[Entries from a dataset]
● ● ● ● ● ● ●
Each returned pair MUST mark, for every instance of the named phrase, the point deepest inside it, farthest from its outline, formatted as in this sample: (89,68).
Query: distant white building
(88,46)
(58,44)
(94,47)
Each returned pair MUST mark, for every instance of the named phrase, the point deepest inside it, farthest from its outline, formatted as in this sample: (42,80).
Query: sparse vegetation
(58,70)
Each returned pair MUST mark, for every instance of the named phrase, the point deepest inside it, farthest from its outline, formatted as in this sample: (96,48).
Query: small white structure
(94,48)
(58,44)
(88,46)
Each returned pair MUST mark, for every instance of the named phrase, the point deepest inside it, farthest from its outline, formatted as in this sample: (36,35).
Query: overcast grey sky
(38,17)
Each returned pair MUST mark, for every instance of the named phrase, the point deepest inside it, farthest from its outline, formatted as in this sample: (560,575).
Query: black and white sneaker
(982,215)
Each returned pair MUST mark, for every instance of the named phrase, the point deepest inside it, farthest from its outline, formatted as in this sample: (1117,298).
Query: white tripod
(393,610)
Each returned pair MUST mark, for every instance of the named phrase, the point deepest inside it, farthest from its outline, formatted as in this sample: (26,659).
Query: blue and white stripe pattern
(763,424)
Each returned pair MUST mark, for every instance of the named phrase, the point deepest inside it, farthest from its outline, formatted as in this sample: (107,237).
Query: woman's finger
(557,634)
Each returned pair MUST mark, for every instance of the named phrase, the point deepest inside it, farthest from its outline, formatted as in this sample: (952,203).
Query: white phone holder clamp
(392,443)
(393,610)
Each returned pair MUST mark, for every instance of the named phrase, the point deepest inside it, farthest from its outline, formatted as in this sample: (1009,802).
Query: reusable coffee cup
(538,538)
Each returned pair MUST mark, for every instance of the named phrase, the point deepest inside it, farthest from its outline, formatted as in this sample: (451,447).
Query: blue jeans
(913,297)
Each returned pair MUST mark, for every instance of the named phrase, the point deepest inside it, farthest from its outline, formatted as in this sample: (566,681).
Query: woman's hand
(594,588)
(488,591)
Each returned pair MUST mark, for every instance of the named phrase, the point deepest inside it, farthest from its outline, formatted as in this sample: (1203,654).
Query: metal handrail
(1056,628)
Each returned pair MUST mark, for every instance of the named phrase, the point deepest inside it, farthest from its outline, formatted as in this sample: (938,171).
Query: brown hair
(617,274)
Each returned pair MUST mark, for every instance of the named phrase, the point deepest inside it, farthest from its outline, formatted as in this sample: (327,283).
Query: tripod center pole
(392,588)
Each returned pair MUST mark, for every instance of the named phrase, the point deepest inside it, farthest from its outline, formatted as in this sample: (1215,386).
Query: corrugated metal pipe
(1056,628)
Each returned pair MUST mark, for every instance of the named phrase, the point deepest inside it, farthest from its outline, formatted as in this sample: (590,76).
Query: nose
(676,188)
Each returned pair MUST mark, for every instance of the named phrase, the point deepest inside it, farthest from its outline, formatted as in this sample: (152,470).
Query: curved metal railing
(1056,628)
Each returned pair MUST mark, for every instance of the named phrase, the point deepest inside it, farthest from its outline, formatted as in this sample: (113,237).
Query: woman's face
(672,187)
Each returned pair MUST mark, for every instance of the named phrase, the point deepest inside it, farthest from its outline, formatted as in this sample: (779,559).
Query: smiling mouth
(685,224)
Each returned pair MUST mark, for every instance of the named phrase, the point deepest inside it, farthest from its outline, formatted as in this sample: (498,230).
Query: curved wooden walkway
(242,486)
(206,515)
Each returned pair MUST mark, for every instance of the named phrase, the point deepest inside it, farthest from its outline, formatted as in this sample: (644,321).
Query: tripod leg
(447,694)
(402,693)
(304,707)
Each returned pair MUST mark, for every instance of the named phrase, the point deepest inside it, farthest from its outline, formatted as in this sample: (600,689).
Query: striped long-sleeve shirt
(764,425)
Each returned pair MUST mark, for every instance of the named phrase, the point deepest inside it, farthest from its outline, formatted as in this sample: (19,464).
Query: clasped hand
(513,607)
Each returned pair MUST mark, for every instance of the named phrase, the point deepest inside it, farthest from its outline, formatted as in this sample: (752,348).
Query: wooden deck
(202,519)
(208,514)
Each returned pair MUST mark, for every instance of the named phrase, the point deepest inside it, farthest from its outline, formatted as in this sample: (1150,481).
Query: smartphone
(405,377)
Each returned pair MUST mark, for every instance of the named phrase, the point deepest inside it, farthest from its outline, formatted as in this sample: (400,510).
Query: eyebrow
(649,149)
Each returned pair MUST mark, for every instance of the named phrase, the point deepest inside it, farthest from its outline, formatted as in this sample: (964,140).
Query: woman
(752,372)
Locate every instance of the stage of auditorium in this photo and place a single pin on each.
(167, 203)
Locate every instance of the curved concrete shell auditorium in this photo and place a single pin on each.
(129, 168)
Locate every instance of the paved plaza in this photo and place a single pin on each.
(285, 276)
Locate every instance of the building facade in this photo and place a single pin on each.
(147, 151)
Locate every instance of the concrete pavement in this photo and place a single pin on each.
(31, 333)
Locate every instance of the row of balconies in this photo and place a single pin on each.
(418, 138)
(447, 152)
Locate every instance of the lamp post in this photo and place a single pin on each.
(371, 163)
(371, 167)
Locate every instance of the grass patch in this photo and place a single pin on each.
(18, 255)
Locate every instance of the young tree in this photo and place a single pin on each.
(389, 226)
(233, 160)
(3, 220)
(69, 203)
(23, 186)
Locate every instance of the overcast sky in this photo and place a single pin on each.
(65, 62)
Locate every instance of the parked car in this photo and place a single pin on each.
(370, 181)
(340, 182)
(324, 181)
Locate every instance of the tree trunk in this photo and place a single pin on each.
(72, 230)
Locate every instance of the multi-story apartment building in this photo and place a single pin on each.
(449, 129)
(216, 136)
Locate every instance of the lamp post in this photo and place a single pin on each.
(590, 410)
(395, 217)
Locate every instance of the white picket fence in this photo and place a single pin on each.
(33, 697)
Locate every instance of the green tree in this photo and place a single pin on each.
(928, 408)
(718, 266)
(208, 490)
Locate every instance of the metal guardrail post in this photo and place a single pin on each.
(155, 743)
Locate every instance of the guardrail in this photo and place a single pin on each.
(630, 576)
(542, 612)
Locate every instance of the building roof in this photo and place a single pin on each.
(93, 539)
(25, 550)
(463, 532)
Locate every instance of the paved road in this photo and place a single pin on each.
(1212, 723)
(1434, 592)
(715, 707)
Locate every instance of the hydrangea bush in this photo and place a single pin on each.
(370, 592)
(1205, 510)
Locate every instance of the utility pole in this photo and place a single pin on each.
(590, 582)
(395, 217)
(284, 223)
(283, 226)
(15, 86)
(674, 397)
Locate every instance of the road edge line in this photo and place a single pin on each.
● ● ● ● ● ● ●
Reproduce only the lines between the line containing "Locate every instance of the parked" and the last line of the records, those two lines included, exactly.

▸ THE RESPONSE
Locate every instance of the parked car in this photo and place a single pin on each.
(370, 181)
(340, 182)
(324, 181)
Locate every instance of the tree trunk in this photo and place a single pin on each.
(72, 230)
Locate every instance of the multi-story apartment building in this photo and place a single pin on each.
(449, 129)
(216, 136)
Locate every instance of the lamp post in this photo and place a single pin on each.
(590, 410)
(395, 217)
Locate every instance of the white picket fence in this photo and place a single pin on each.
(33, 697)
Locate every instance of the green tree in this photo and place a single pin on each.
(928, 408)
(718, 266)
(208, 490)
Locate every instance of the metal guardrail post in this photo and place a single pin on each.
(155, 743)
Locate every instance of the guardrail in this photo and place a single pin on each.
(630, 576)
(542, 612)
Locate every instance of the building roof in this photo and place a single pin on each.
(93, 539)
(25, 550)
(463, 532)
Locate every instance of the paved road in this photo and place a single pin on each.
(1212, 723)
(1434, 592)
(715, 707)
Locate every instance of the hydrangea bush in this photo and place a single pin on each.
(370, 592)
(1205, 510)
Locate every instance of the utility pole in this photo and place a single pin on each.
(590, 582)
(395, 217)
(284, 223)
(283, 226)
(15, 86)
(674, 397)
Locate every instance of the road edge line in this photo and place a single pin on each.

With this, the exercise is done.